--- SOURCE EXTRACT ---
Nigel Jones

David Cameron and the long history of the posh Arabist

Anyone with a smattering of knowledge of Britain’s troubled history in the Middle East will be unsurprised by Lord Cameron’s increasingly pro-Palestinian pronouncements on the Gaza war. 

Twice in recent days Cameron has called on Israel to ‘pause’ its offensive against Hamas in Gaza, and he says he has personally challenged the Israeli government and urged it to abide by humanitarian law. He has also reiterated Britain’s support for a two-state solution to the Palestinian problem and the endless feud between Israel and her implacable Arab enemies.

Ever since T.E. Lawrence went around Paris in flowing Bedouin robes putting the case for a united Arab nation to the peacemakers of Versailles after the first world war, the British Foreign Office has had a core of upper crust Arabists at its heart. These influential chaps, who are often also Tory politicians and clearly entranced by the romance of the desert, have been a decisive influence on British policy in the Middle East for more than a century. They have consistently advocated for the interests of Arab states – no matter how autocratic – and denigrated the only democracy in the region: Israel. 

Sir Mark Sykes, the Tory MP, diplomat and Yorkshire landowner who carved up the Ottoman empire to create the states of the modern Middle East, was an early exemplar of this tradition. Before he fell a fatal victim to the Spanish flu pandemic in 1919, Sykes was the architect of the Sykes-Picot plan that partly drew the borders of the modern Middle East. 

Notoriously, another prominent Arabist whose actions and views changed the region’s history was Harry St John Philby, father of the infamous Soviet spy Kim Philby. Philby senior shared his son’s strange dislike for his native land, and was instrumental in persuading his Saudi Arabian friends to give the US rather than Britain drilling and extraction rights to the vast deposits of newly discovered oil in the Arabian peninsula.

Philby converted to Islam in 1930, became chief advisor to the Saudi monarchy and promoted their claims, rather than those of the rival Hashemite dynasty in Iraq and Jordan, as guardians of the Muslim holy cities of Mecca and Medina. Like Lawrence, with whom he worked for the British secret services, Philby affected Arab dress and explored the unmapped Arabian interior. He took a Saudi wife, by whom he had three more children, and was a bitter anti-Semite and Hitler sympathiser, standing as a parliamentary candidate for the fascist British Peoples’ party at a by-election in the 1930s.

--- YOUR ASSIGNMENT ---
Continue the piece on David Cameron and the British Arabist tradition from where it stops.

--- MATERIAL PROVIDED ---
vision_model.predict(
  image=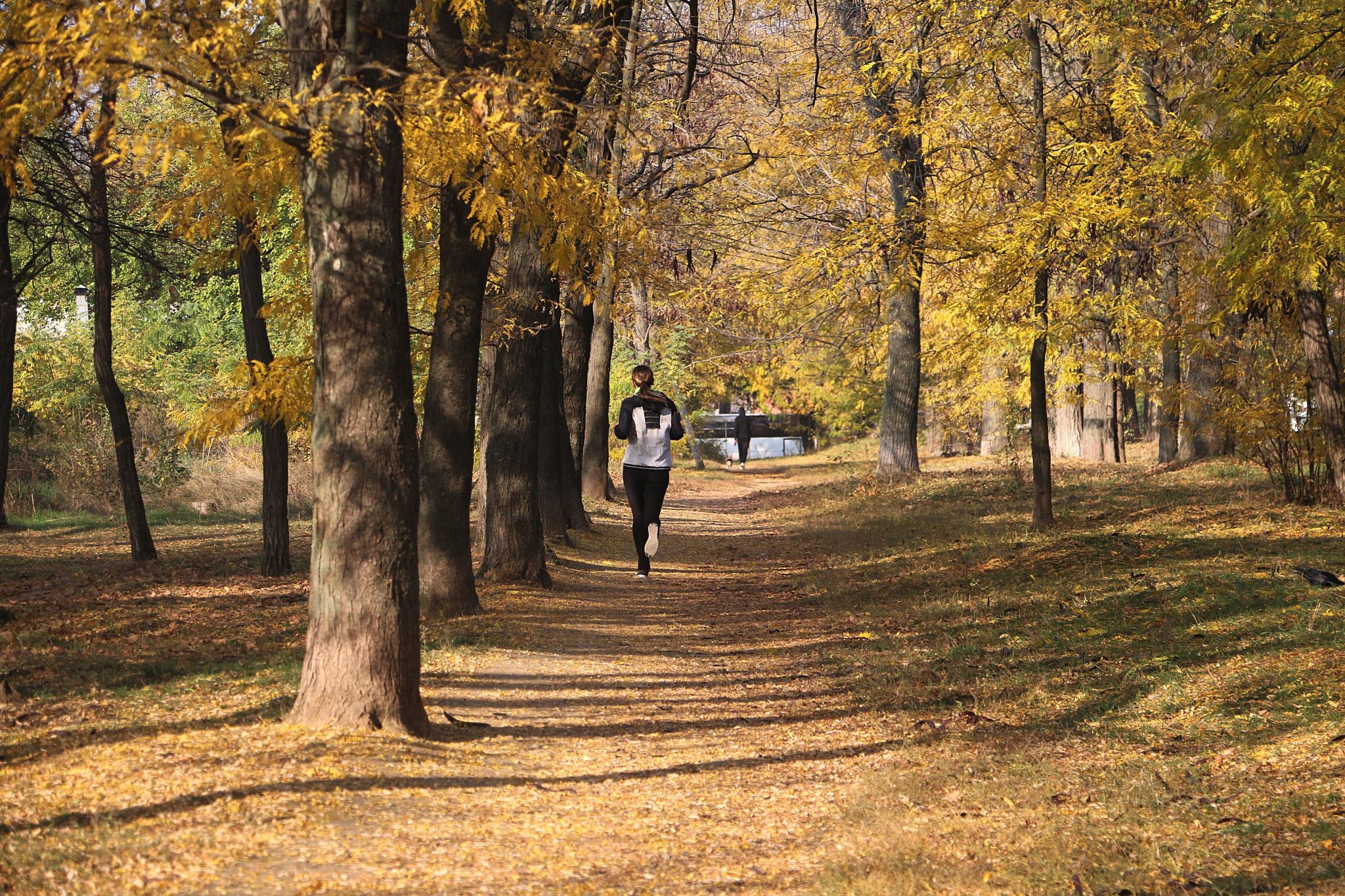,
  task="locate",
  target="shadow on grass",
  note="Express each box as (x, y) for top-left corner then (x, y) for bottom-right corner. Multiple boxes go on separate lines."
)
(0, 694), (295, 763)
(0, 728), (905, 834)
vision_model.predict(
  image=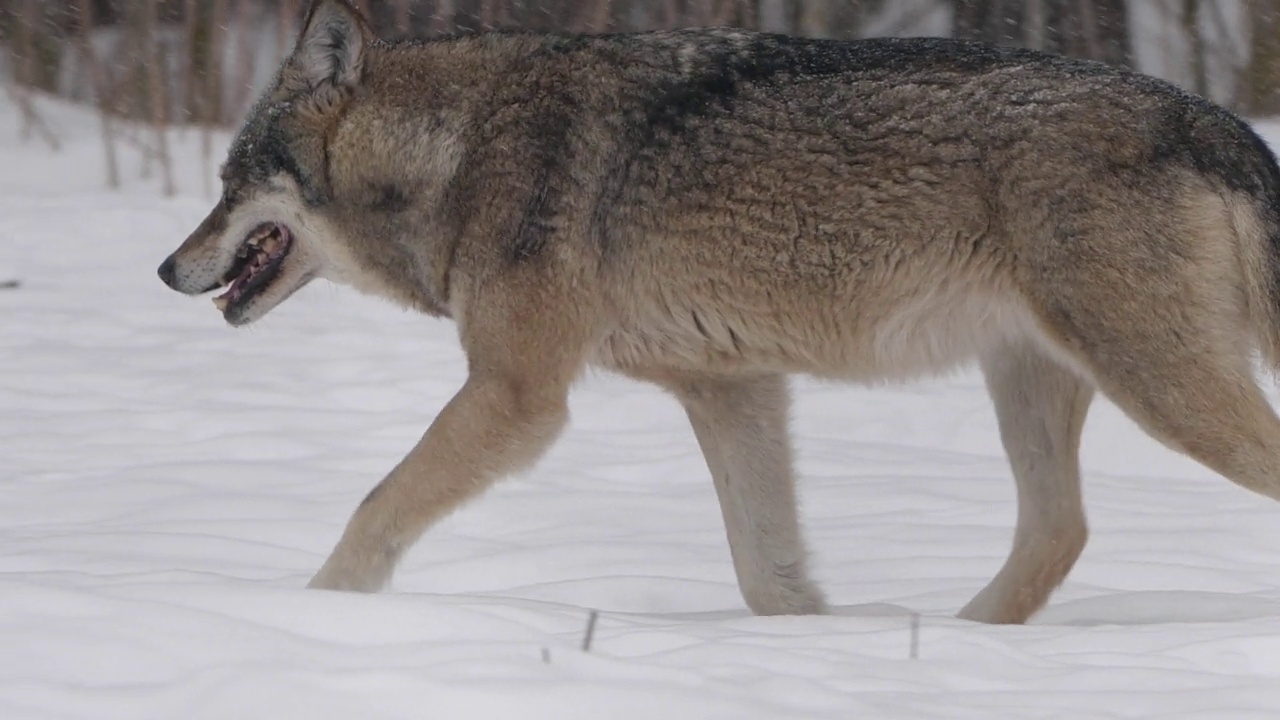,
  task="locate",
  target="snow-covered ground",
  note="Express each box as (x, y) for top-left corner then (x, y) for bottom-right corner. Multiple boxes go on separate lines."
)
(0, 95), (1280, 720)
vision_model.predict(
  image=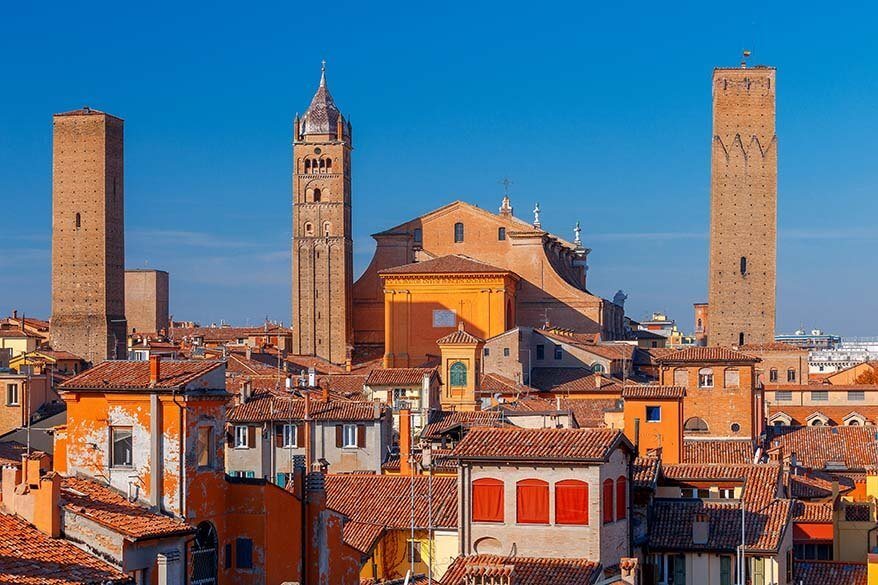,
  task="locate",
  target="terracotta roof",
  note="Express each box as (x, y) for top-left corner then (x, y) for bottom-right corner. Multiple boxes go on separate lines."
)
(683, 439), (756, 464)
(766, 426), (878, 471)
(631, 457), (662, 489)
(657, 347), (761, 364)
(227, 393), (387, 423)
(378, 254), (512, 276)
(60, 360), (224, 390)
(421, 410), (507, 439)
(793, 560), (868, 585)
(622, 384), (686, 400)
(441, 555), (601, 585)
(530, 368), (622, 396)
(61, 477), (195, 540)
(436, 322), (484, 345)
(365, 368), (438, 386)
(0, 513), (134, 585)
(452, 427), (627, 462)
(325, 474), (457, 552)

--- SOLVED PROBLEM ---
After his fall from power, Cameron’s ties to the Arab world strengthened

After the creation of Israel in 1948, British Arabists found a new cause: anti-Zionism. Tory politicians like Anthony Nutting, Dennis Walters and Ian Gilmour – who owned and edited The Spectator in the early 1960s – relentlessly promoted the cause of the displaced Palestinians in Gaza and the West Bank, and tirelessly criticised Israel.

There was a curious nexus between public school Tories on the wet wing of the party like Gilmour, and support for the Arab cause. David Cameron is firmly in this tradition, and among his most Ill-advised forays into foreign parts when he was Prime Minister, his bombing of Libya in support of rebels opposing the Gadaffi dictatorship stands out as particularly crass and foolish: leaving Libya with a legacy of chaos and anarchy that continues to this day. Only a narrow Commons vote in 2013 stopped Cameron from making a similar disastrous military intervention in Syria’s civil war on behalf of Islamist insurgents fighting the secular Assad regime. 

After his fall from power, Cameron’s ties to the Arab world strengthened: in 2021 he was photographed glamping in a tent in the Saudi desert with the Australian financier Lex Greensill, whose company Greensill Capital he had helped to try and win Government supply chain contracts before its collapse. The two men were in Saudi to meet Crown Prince Mohammed al Salman, despite the Prince’s alleged involvement in the gruesome killing and dismembering of dissident journalist Jamal Khashoggi in 2018. Cameron also took up a teaching post at Abu Dhabi university.

Britain has close economic and defence ties to Saudi Arabia, Jordan and the Gulf emirates arising from our former imperial role in the region. David Cameron should be very careful that his protection of these links and his own Arabist sympathies do not trump his moral duty to support Israel in its existential battle against the enemies who exterminate it if they could.